Ridley Scott, einer der einflussreichsten Regisseure unserer Zeit, nahm sich bereits 1985 dem Thema „Fantasy“ an. In seinem Film Legende haucht er gut und böse auf wirklich phantastische Art den Lebensodem ein.
Doch das Werk stand unter keinem guten Stern. Nicht nur, dass während der Dreharbeiten die Bühnenbauten vollständig abbrannten, und man sich mit improvisierten Kulissen alle Mühe geben musste, um einigermaßen rechtzeitig fertigzuwerden. Auch als der Film 1986 in den USA veröffentlicht wurde, floppte er zunächst an den Kinokassen. Zwar erhielt Legende 1987 eine Oscarnomierung für das „Beste Make-up und beste Frisuren“ und auch finanziell hatte sich der Film mittlerweile rentiert, dennoch bekam die Fantasy-Geschichte von Kritiker*innen ein negatives Echo.
Wir schauen uns den Film mal genauer an und prüfen kritisch, welche Berechtigung die Kritiken haben.
Wenn die Königstochter in den Zauberwald geht …
Die Königstochter Lili liebt es sich aus dem Schloss zu stehlen, um einfache Leute in einem kleinen Bauernhaus am Waldesrand zu besuchen. Von dort aus startet sie ihre Ausflüge in den Zauberwald, bei denen sie sich mit Jack trifft. Der junge Mann kennt so manches Geheimnis des magischen Ortes, außerdem ist er verliebt in Lili. Daher will er ihr an diesem Tag die zwei wunderbarsten Geschöpfe des Waldes zeigen: Die Einhörner. Als Jack die Prinzessin zur Quelle führt und Lili die magischen Wesen sieht, ist sie sofort von deren Schönheit und Aura verzaubert und möchte sie, von Sehnsucht erfasst, berühren.
Doch wo das Gute naiv ist, ist das Böse meist nicht fern. Der Herr der Finsternis hat bereits seine Kobolde ausgesandt, damit diese die beiden Geschöpfe erlegen und deren Hörner entwenden. Mithilfe der Zauberkraft der Hörner, möchte der Herr der Finsternis die völlige Macht über die Welt erlangen. Nur die Existenz der Einhörner ist es, die das bisher verhindert hat. Genau in dem Moment, als Lili eines der Einhörner berührt, nutzen die Unholde des Bösen ihre Chance und töten das Wesen. Das Unheil ist angerichtet, der Zauberwald versinkt in Eis und Schnee und die Welt steht vor dem Abgrund. Trotzdem gibt es Hoffnung, denn das zweite Einhorn ist noch am Leben. Doch die Schergen sind ihm bereits auf der Spur und auch Lili schwebt in größter Gefahr. Nun ist es an Jack und den guten Geistern des Waldes zu retten was zu retten ist.

Datensätze mit Punktannotationen
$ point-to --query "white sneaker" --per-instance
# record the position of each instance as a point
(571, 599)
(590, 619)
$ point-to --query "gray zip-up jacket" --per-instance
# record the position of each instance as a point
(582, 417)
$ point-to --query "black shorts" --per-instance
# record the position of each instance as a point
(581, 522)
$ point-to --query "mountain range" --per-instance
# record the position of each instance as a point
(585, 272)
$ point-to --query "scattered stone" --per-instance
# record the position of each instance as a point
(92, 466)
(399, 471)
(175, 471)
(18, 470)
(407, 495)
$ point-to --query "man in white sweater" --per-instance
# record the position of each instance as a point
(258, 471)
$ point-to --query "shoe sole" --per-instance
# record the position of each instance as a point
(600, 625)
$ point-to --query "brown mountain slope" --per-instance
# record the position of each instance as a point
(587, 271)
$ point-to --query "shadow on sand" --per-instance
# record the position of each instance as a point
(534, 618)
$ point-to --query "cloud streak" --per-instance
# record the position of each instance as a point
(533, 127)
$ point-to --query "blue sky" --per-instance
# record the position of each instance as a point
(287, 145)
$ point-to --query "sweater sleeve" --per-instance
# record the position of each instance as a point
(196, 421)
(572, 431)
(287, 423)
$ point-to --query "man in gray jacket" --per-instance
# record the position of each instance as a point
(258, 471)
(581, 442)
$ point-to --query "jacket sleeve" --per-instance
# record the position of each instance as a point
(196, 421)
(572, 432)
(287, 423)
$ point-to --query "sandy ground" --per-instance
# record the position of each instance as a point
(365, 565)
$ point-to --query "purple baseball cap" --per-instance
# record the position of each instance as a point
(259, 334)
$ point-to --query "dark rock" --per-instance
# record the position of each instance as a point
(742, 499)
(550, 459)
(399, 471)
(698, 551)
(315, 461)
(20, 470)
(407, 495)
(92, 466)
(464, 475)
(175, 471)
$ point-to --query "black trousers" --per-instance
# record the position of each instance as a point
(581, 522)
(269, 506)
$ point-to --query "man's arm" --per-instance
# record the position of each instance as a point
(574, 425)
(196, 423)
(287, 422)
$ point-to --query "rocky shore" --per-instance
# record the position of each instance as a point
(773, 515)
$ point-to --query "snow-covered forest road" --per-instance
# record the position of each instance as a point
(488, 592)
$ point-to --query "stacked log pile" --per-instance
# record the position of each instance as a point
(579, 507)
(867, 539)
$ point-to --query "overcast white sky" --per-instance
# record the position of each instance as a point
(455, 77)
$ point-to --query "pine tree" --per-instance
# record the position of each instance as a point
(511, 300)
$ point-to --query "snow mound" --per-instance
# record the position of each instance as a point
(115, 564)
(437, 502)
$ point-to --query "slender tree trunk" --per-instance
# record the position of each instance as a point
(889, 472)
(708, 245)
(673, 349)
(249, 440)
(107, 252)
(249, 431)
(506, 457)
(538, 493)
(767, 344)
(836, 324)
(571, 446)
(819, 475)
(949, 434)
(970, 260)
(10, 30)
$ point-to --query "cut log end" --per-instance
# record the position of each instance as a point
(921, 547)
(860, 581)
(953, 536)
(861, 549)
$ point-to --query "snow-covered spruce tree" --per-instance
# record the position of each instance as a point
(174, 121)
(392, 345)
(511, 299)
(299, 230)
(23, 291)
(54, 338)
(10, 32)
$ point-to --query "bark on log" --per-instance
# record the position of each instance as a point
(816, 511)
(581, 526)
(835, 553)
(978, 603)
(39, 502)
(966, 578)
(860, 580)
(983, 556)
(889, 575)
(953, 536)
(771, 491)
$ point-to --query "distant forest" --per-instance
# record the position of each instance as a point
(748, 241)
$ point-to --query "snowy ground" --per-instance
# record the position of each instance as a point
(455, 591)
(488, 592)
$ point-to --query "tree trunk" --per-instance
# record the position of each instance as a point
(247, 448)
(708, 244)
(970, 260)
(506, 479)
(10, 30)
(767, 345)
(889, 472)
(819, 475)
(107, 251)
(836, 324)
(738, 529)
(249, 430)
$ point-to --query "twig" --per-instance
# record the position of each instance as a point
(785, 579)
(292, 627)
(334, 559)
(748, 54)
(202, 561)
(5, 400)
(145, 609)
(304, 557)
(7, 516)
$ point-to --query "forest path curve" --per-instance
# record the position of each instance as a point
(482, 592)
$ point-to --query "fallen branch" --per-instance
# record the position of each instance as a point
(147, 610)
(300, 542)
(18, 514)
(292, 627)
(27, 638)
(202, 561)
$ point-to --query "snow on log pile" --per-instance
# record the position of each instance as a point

Kurze Aufgabe 1: Gib aus dem Text über den Film Legende den Teil wortgetreu wieder, der mit den Worten „Doch wo das“ anfängt und mit „zu retten ist.“ aufhört.
Kurze Aufgabe 2: Gib nur die Anzahl der Zeilen in den Datensätzen an, in denen das Wort „white“ vorkommt.
Der Text und die Datensätze haben nichts miteinander zu tun.

Ergebnis der Übung 1:
Doch wo das Gute naiv ist, ist das Böse meist nicht fern. Der Herr der Finsternis hat bereits seine Kobolde ausgesandt, damit diese die beiden Geschöpfe erlegen und deren Hörner entwenden. Mithilfe der Zauberkraft der Hörner, möchte der Herr der Finsternis die völlige Macht über die Welt erlangen. Nur die Existenz der Einhörner ist es, die das bisher verhindert hat. Genau in dem Moment, als Lili eines der Einhörner berührt, nutzen die Unholde des Bösen ihre Chance und töten das Wesen. Das Unheil ist angerichtet, der Zauberwald versinkt in Eis und Schnee und die Welt steht vor dem Abgrund. Trotzdem gibt es Hoffnung, denn das zweite Einhorn ist noch am Leben. Doch die Schergen sind ihm bereits auf der Spur und auch Lili schwebt in größter Gefahr. Nun ist es an Jack und den guten Geistern des Waldes zu retten was zu retten ist.

Ergebnis der Übung 2: 3